Required action:
All records that follow are to be restated exactly.

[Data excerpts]
----

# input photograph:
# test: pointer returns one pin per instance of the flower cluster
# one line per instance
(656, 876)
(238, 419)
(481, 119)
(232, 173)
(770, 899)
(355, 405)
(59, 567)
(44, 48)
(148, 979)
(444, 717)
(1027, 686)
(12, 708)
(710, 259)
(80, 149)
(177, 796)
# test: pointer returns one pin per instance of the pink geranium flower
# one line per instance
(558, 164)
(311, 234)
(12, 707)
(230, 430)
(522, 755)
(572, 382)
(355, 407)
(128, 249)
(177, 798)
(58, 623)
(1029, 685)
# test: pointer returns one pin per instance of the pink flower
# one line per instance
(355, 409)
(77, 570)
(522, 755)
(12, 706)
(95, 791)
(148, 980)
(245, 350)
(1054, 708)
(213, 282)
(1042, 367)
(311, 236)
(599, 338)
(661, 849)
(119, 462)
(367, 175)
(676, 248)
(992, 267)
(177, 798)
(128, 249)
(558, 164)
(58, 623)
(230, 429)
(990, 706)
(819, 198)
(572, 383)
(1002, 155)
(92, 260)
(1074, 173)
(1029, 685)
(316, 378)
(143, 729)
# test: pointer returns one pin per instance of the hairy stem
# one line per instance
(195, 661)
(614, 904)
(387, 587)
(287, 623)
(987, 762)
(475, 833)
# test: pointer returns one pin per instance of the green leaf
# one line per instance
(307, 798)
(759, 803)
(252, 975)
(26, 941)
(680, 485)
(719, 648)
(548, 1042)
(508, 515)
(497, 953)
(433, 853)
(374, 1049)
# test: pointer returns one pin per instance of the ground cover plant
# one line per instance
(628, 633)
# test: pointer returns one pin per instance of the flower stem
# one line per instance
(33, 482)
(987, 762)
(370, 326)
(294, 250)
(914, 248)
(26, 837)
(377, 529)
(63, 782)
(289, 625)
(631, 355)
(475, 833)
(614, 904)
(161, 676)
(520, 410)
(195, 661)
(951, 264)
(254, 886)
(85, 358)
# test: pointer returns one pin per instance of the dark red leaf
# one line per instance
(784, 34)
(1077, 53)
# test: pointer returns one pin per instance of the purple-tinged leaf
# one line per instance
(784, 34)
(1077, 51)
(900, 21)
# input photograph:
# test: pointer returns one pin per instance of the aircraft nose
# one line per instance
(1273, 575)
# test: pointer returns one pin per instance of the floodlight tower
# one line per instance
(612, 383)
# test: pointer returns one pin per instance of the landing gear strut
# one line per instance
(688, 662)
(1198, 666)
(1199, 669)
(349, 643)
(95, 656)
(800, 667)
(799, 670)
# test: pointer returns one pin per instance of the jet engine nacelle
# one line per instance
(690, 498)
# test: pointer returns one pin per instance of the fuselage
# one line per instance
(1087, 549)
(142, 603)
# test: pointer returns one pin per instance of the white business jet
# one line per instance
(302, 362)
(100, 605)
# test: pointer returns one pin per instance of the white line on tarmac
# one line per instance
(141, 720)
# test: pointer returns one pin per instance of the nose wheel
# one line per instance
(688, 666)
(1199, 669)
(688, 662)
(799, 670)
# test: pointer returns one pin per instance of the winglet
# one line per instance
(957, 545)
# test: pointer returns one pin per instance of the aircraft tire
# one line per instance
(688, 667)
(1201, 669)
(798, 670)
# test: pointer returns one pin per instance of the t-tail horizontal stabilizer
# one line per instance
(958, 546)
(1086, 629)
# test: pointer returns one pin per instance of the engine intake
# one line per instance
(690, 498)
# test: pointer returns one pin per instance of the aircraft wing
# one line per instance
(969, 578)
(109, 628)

----

Solution to this exercise:
# input photograph:
# test: pointer returns one pin per instance of the flower cluster
# one line per instance
(656, 876)
(238, 419)
(481, 119)
(232, 173)
(770, 899)
(355, 405)
(59, 567)
(44, 48)
(148, 979)
(444, 717)
(1027, 686)
(12, 708)
(710, 259)
(80, 149)
(177, 796)
# test: pointer returns one pin per instance of the pink geranium flower
# one line per instance
(558, 164)
(311, 234)
(12, 707)
(230, 430)
(522, 755)
(572, 382)
(355, 407)
(128, 249)
(177, 798)
(58, 623)
(1029, 685)
# test: pointer returns one pin per instance of the pink flower
# one line per instance
(355, 409)
(77, 570)
(522, 755)
(12, 706)
(95, 791)
(148, 980)
(245, 350)
(1054, 708)
(213, 282)
(1042, 367)
(311, 236)
(599, 338)
(661, 849)
(119, 462)
(367, 175)
(676, 248)
(992, 267)
(177, 798)
(128, 249)
(558, 164)
(58, 623)
(230, 429)
(990, 706)
(819, 198)
(572, 383)
(1002, 155)
(92, 260)
(1074, 173)
(1029, 685)
(316, 378)
(143, 729)
# test: pointer returns one pin per instance of the hairy stem
# one line per instance
(195, 661)
(614, 904)
(387, 587)
(287, 623)
(987, 762)
(475, 833)
# test: pointer returns one pin per instance of the green leaf
# one line per instance
(307, 798)
(759, 803)
(252, 975)
(26, 941)
(680, 485)
(719, 648)
(548, 1042)
(508, 515)
(497, 953)
(433, 853)
(374, 1049)
# test: pointer returns one pin per instance of the ground cover plant
# one line per instance
(628, 633)
# test: pointer returns one pin per instance of the flower stem
# one line per instance
(33, 482)
(987, 762)
(370, 326)
(294, 250)
(914, 248)
(26, 837)
(377, 529)
(63, 782)
(289, 625)
(631, 355)
(475, 833)
(614, 904)
(161, 676)
(520, 410)
(195, 661)
(951, 264)
(254, 886)
(85, 358)
# test: pointer returns one pin per instance of the dark red leaf
# one line per instance
(784, 34)
(1077, 53)
# test: pointer returns one pin per instance of the purple-tinged leaf
# one line per instance
(784, 34)
(1077, 51)
(900, 21)
# input photograph:
# test: pointer returns one pin per instance of the aircraft nose
# one line per instance
(1273, 575)
# test: pointer returns one pin per instance of the floodlight tower
# one line per instance
(612, 383)
# test: pointer returns one pin per instance of the landing gear strut
# one line per instance
(688, 662)
(1198, 666)
(1199, 669)
(349, 643)
(95, 656)
(800, 667)
(799, 670)
# test: pointer returns one pin per instance of the jet engine nacelle
# one line per instance
(690, 498)
# test: pointer returns one pin per instance of the fuselage
# one line per instance
(1087, 549)
(142, 603)
# test: pointer returns one pin per instance of the white business jet
# one line per instance
(302, 362)
(100, 605)
# test: pointer returns one pin per instance of the white line on tarmac
# one line per instance
(141, 720)
# test: pointer returns one pin per instance of the nose wheel
# one line per instance
(688, 666)
(1199, 669)
(688, 662)
(799, 670)
# test: pointer returns one pin per instance of the winglet
# one line per instance
(957, 545)
# test: pointer returns one pin per instance of the aircraft tire
# one line per instance
(688, 667)
(1201, 669)
(798, 670)
# test: pointer returns one pin per instance of the t-tail horizontal stabilizer
# one line per instance
(958, 546)
(1086, 629)
# test: pointer returns one pin per instance of the engine intake
# one line per instance
(690, 498)
# test: pointer returns one pin per instance of the aircraft wing
# one line per instance
(969, 578)
(109, 628)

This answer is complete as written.